## YOUR ASSIGNMENT
Each record that follows must be reproduced exactly.

(Region pointing data)
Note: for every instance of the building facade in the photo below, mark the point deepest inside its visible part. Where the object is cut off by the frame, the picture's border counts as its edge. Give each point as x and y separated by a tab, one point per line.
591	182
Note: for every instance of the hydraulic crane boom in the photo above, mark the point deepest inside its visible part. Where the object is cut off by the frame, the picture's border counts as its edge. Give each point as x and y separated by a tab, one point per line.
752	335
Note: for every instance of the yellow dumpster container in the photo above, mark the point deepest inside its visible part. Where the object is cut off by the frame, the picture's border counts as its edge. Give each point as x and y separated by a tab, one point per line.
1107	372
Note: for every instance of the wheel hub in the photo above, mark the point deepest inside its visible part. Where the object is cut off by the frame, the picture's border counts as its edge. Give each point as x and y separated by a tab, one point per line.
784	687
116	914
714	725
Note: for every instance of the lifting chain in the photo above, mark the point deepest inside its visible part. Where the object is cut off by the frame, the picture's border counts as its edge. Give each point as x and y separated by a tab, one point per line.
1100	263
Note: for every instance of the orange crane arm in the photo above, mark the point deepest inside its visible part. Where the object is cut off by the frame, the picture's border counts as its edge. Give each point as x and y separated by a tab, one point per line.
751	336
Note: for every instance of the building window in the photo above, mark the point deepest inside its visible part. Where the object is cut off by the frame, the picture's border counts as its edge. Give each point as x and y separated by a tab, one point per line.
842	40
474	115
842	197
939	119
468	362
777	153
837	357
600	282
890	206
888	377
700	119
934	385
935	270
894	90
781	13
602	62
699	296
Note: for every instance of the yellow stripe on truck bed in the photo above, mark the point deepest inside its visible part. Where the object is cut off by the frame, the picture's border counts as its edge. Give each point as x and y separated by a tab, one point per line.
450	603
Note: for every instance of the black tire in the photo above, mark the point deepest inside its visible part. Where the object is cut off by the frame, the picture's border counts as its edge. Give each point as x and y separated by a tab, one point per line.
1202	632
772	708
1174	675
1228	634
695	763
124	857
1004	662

## RESPONSE
Note: for every instance of the building facade in the photo below, mark the point deepest inside its visible part. Where the object is cut off by the frame, the picture's border counts as its edge. Give each point as x and y separated by a tab, one point per line.
591	182
Note: for every instance of the hydraulic crane boom in the photo above, mark the point deepest inside its visible part. Where the object is cut off by the frame, the picture's border counts as its edge. Give each point as x and y separated by a tab, one point per line.
752	335
Note: for every instance of the yellow dumpster container in the photo above, mark the point deepest inside its visible part. Where the object is cut off by the frame, the picture's border counts as its edge. Give each point as x and y separated by a tab, one point per line.
1107	372
Note: for every instance of the wheel hub in the photo above, mark the point deepest inside its visible part. Where the object is cut off by the frame, the picture's border counts as its edge. Give each point as x and y separated by a tab, one point per line.
784	687
116	914
714	725
Note: for every instance of the lifting chain in the photo above, mark the point deepest inside its visible part. Where the object is cut off by the frame, the picture's border counts as its edge. Give each point as x and y separated by a tab, one point per line.
1100	263
Note: for every instance of the orange crane arm in the photo above, mark the point deepest inside its visible part. Where the object is cut off by the frame, the picture's border counts as its edge. Give each point as x and y separated by a tab, one point per line.
751	336
Note: for every instance of the building window in the photo above, mark the point deepest inside its visible part. Where the object is cut off by the frame, the picture's border counts as its edge. Give each point as x and y separated by a tab, one point per line.
842	40
474	115
842	197
939	119
468	362
777	153
837	357
600	282
890	206
888	377
700	119
934	385
935	270
894	90
781	13
602	62
699	296
Note: for every instance of the yellow stripe on truck bed in the photo above, mark the point deepest inside its visible part. Where the object is cut off by the frame, the picture's border counts as its edge. Give each point as x and y separated by a tab, one point per line.
450	603
Note: for every instance of the black tire in the photo above, mark the point deepest inside its visible part. Where the object is cut off by the frame, the picture's border counts as its edge. Give each point as x and y separated by a tab, one point per line.
1202	632
772	708
1174	675
1228	634
695	763
124	857
1004	662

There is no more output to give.